- _Dataset rows_
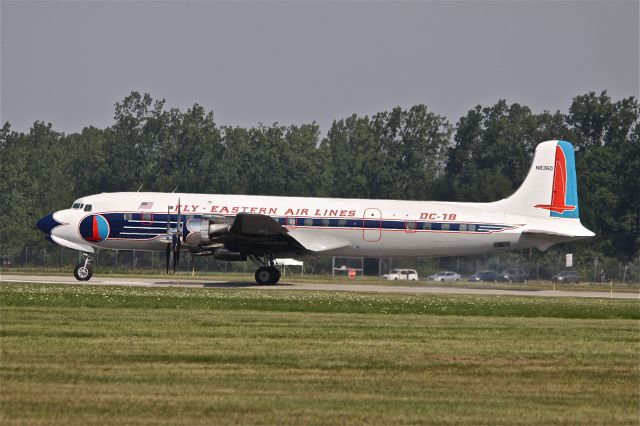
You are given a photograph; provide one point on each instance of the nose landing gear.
(83, 270)
(267, 274)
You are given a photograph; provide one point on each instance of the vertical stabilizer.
(550, 188)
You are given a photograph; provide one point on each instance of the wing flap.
(317, 241)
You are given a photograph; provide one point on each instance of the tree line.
(410, 153)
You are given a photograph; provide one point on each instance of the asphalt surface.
(284, 285)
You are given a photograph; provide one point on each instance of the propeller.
(168, 251)
(174, 240)
(177, 241)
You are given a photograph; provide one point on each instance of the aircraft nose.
(47, 223)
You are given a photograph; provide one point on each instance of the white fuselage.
(331, 226)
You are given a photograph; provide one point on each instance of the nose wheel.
(83, 270)
(267, 275)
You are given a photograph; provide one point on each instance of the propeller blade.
(179, 224)
(168, 220)
(176, 256)
(168, 251)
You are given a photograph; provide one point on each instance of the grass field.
(117, 355)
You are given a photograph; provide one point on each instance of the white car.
(444, 276)
(402, 274)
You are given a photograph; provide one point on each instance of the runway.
(284, 285)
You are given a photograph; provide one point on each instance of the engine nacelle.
(202, 231)
(230, 256)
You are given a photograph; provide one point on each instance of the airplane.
(543, 211)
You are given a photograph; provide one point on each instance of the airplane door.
(372, 225)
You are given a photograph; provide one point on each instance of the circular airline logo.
(94, 228)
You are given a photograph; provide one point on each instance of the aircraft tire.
(267, 275)
(82, 273)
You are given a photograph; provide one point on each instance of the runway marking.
(365, 288)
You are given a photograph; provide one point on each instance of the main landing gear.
(83, 270)
(267, 274)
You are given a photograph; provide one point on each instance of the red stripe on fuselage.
(96, 232)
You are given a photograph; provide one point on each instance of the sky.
(296, 62)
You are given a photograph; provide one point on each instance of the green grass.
(118, 355)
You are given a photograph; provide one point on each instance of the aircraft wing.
(259, 234)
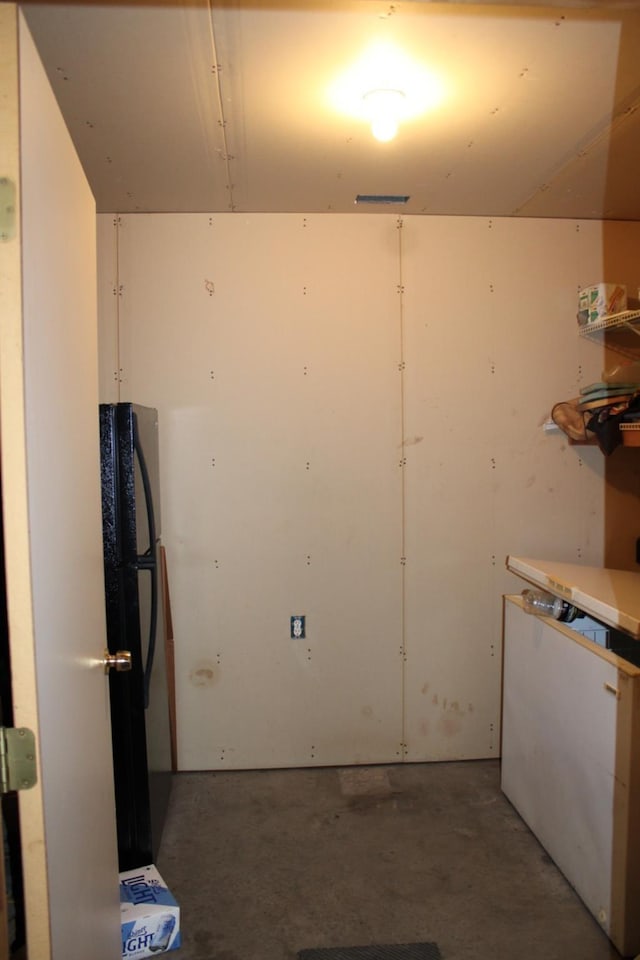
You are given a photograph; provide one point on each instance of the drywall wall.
(351, 414)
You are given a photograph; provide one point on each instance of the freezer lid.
(612, 596)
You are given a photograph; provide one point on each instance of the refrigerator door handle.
(148, 561)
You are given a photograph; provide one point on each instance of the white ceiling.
(196, 106)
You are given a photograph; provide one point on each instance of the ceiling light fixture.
(387, 77)
(385, 109)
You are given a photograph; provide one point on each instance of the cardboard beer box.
(149, 914)
(601, 300)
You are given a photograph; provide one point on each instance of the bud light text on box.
(150, 916)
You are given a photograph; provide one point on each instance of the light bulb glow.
(385, 109)
(383, 68)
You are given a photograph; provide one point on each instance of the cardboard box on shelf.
(601, 300)
(150, 916)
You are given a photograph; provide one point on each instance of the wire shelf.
(622, 332)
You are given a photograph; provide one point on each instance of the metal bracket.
(17, 759)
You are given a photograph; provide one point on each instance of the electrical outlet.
(298, 627)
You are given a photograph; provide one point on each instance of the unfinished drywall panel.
(271, 345)
(490, 344)
(108, 302)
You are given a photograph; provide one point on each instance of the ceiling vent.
(381, 198)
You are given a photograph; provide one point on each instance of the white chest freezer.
(571, 737)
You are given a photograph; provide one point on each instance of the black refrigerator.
(134, 606)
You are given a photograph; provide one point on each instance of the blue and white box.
(149, 914)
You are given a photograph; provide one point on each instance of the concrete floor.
(267, 863)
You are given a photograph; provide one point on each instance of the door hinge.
(17, 759)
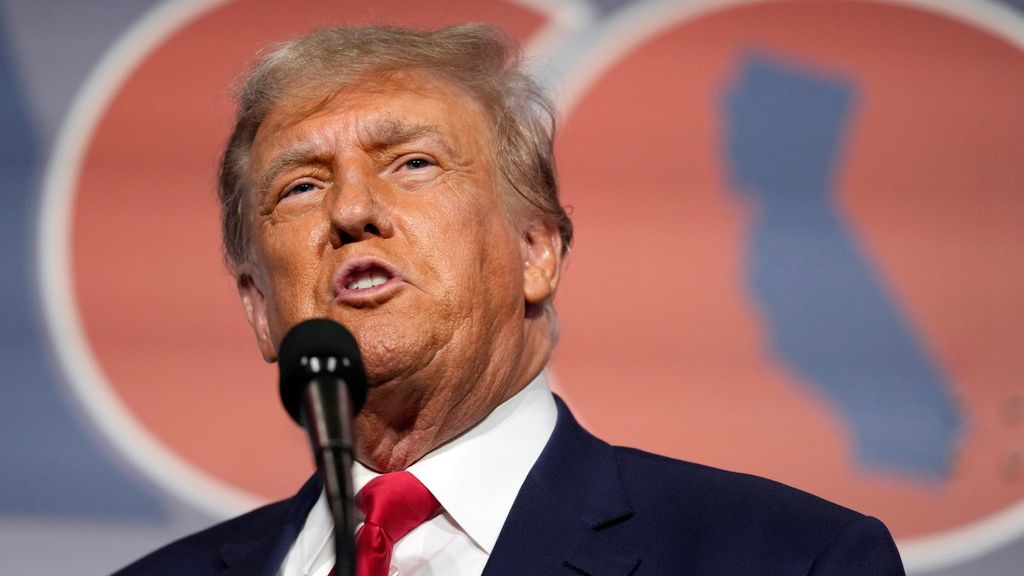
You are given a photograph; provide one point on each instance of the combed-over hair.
(478, 58)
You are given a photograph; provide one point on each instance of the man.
(401, 183)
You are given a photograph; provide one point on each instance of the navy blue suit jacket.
(588, 507)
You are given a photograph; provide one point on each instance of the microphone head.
(315, 348)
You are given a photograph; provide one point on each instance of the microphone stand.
(332, 443)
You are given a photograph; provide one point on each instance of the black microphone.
(323, 386)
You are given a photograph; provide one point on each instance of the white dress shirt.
(475, 477)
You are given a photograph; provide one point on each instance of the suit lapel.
(262, 552)
(559, 522)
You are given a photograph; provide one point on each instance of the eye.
(417, 163)
(300, 188)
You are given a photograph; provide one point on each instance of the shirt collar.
(476, 477)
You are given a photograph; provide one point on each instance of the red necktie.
(394, 503)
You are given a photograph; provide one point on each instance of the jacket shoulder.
(750, 523)
(201, 552)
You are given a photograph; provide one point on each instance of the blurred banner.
(800, 253)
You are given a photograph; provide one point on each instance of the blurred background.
(800, 253)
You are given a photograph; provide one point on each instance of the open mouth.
(363, 280)
(366, 276)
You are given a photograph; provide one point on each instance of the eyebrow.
(297, 154)
(388, 131)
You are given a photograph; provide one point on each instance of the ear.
(542, 261)
(255, 305)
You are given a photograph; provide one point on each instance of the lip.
(365, 295)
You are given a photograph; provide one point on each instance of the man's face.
(379, 209)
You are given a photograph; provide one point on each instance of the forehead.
(392, 108)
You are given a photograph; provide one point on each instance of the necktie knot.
(393, 503)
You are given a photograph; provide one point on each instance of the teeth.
(369, 281)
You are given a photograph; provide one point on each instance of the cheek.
(291, 256)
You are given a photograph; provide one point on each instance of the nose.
(359, 209)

- _What is needed_
Format all of the material above as a numbered list with blank lines dropped, and omit the pictures from your output.

- _The result_
1. You are given a photograph; provide one point on each instance of the nose landing gear.
2. (83, 270)
3. (267, 274)
4. You are given a photograph; provide one point on each instance of the vertical stabilizer.
5. (550, 188)
6. You are given a photograph; provide one point on each instance of the wing flap.
7. (317, 241)
8. You are given a photograph; provide one point on each instance of the tree line.
9. (410, 153)
10. You are given a photograph; provide one point on each instance of the asphalt surface.
11. (284, 285)
12. You are given a photograph; provide one point on each instance of the propeller.
13. (168, 251)
14. (174, 240)
15. (177, 241)
16. You are given a photograph; provide one point on each instance of the aircraft nose.
17. (47, 223)
18. You are given a photograph; provide one point on each instance of the white fuselage.
19. (331, 226)
20. You are given a photograph; provide one point on each instance of the nose wheel.
21. (83, 270)
22. (267, 275)
23. You are given a photograph; provide one point on each instance of the propeller blade.
24. (179, 224)
25. (168, 220)
26. (176, 256)
27. (168, 251)
28. You are given a photograph; provide one point on each instance of the grass field.
29. (117, 355)
30. You are given a photograph; provide one point on each instance of the white car.
31. (444, 276)
32. (402, 274)
33. You are given a photograph; provide one point on each instance of the runway.
34. (284, 285)
35. You are given a photograph; provide one point on each instance of the engine nacelle.
36. (202, 231)
37. (230, 256)
38. You are given a photograph; provide one point on each instance of the airplane.
39. (543, 211)
40. You are given a photograph; provide one point on each instance of the airplane door.
41. (372, 225)
42. You are given a photograph; provide one point on each instance of the circular airline logo.
43. (94, 228)
44. You are given a photograph; provide one point on each instance of the aircraft tire.
45. (267, 275)
46. (82, 273)
47. You are given a photograph; provide one point on each instance of the runway marking.
48. (365, 288)
49. You are given a photograph; provide one point on each instance of the main landing gear.
50. (83, 270)
51. (267, 274)
52. You are given a photograph; provide one point on each instance of the red stripe on fuselage.
53. (96, 232)
54. You are given a photograph; provide one point on each instance of the sky.
55. (296, 62)
56. You are given a photograph; provide one point on each instance of the green grass.
57. (118, 355)
58. You are given a photograph; provide one point on each instance of the aircraft wing.
59. (259, 234)
60. You are given a photograph; provide one point on each instance of the drywall wall.
61. (351, 414)
62. You are given a photograph; provide one point on each instance of the freezer lid.
63. (612, 596)
64. You are given a photograph; provide one point on each instance of the refrigerator door handle.
65. (148, 561)
66. You are given a photograph; provide one point on each instance of the white ceiling.
67. (196, 106)
68. You are given a photograph; provide one point on each instance of the ceiling light fixture.
69. (387, 77)
70. (385, 109)
71. You are given a photograph; provide one point on each instance of the cardboard beer box.
72. (149, 914)
73. (601, 300)
74. You are given a photograph; provide one point on each instance of the bud light text on box.
75. (150, 916)
76. You are given a photograph; provide one point on each instance of the light bulb glow.
77. (385, 109)
78. (383, 68)
79. You are given a photograph; provide one point on each instance of the cardboard box on shelf.
80. (601, 300)
81. (150, 916)
82. You are given a photograph; provide one point on each instance of the wire shelf.
83. (622, 332)
84. You are given a photograph; provide one point on each instance of the metal bracket.
85. (17, 759)
86. You are given a photograph; provide one point on each instance of the electrical outlet.
87. (298, 627)
88. You are given a photograph; provide one point on each instance of the unfinished drywall panel.
89. (271, 345)
90. (490, 344)
91. (108, 302)
92. You are given a photograph; provide one point on each instance of the ceiling vent.
93. (381, 198)
94. You are given a photograph; provide one point on each instance of the white chest freezer.
95. (571, 737)
96. You are given a photograph; provide one point on each instance of the black refrigerator.
97. (134, 606)
98. You are given a photograph; provide one point on each instance of the blue and white box.
99. (149, 914)
100. You are given a photograph; provide one point on each instance of the concrete floor.
101. (267, 863)
102. You are given a photograph; provide one point on each instance of the door hinge.
103. (17, 759)
104. You are given a photograph; provide one point on each instance of the combed-over hair.
105. (478, 58)
106. You are given a photograph; provide one point on each instance of the man.
107. (401, 183)
108. You are given a photograph; provide one point on each instance of the navy blue suit jacket.
109. (588, 507)
110. You are given a photograph; provide one point on each instance of the microphone head.
111. (315, 348)
112. You are given a photograph; provide one point on each instance of the microphone stand.
113. (332, 443)
114. You are given a photograph; provide one point on each instance of the black microphone.
115. (323, 386)
116. You are given a photograph; provide one point on each instance of the white dress shirt.
117. (475, 477)
118. You are given a photograph; provide one point on each instance of the suit lapel.
119. (262, 552)
120. (559, 522)
121. You are given a photograph; provide one point on each instance of the eye.
122. (417, 163)
123. (300, 188)
124. You are given a photograph; provide one point on each instance of the shirt collar.
125. (476, 477)
126. You are given a photograph; provide one point on each instance of the red necktie.
127. (394, 503)
128. You are given a photograph; provide one point on each instance of the jacket shoulder.
129. (750, 523)
130. (201, 552)
131. You are given a photograph; provide one point on each instance of the blurred banner.
132. (800, 253)
133. You are given a photograph; provide one point on each instance of the blurred background.
134. (800, 253)
135. You are given a photograph; provide one point on each instance of the open mouth.
136. (363, 280)
137. (366, 276)
138. You are given a photograph; provide one point on each instance of the eyebrow.
139. (297, 154)
140. (388, 131)
141. You are given a photograph; provide one point on each instance of the ear.
142. (542, 261)
143. (255, 305)
144. You are given a photograph; provide one point on each instance of the lip.
145. (365, 295)
146. You are given a photograph; provide one point on each instance of the man's face.
147. (379, 209)
148. You are given a photograph; provide one point on each instance of the forehead.
149. (392, 108)
150. You are given a photograph; provide one point on each instance of the necktie knot.
151. (393, 503)
152. You are given a photograph; provide one point on each instance of the teeth.
153. (369, 281)
154. You are given a photograph; provide one point on each instance of the cheek.
155. (291, 256)
156. You are given a photograph; provide one point on each instance of the nose.
157. (359, 209)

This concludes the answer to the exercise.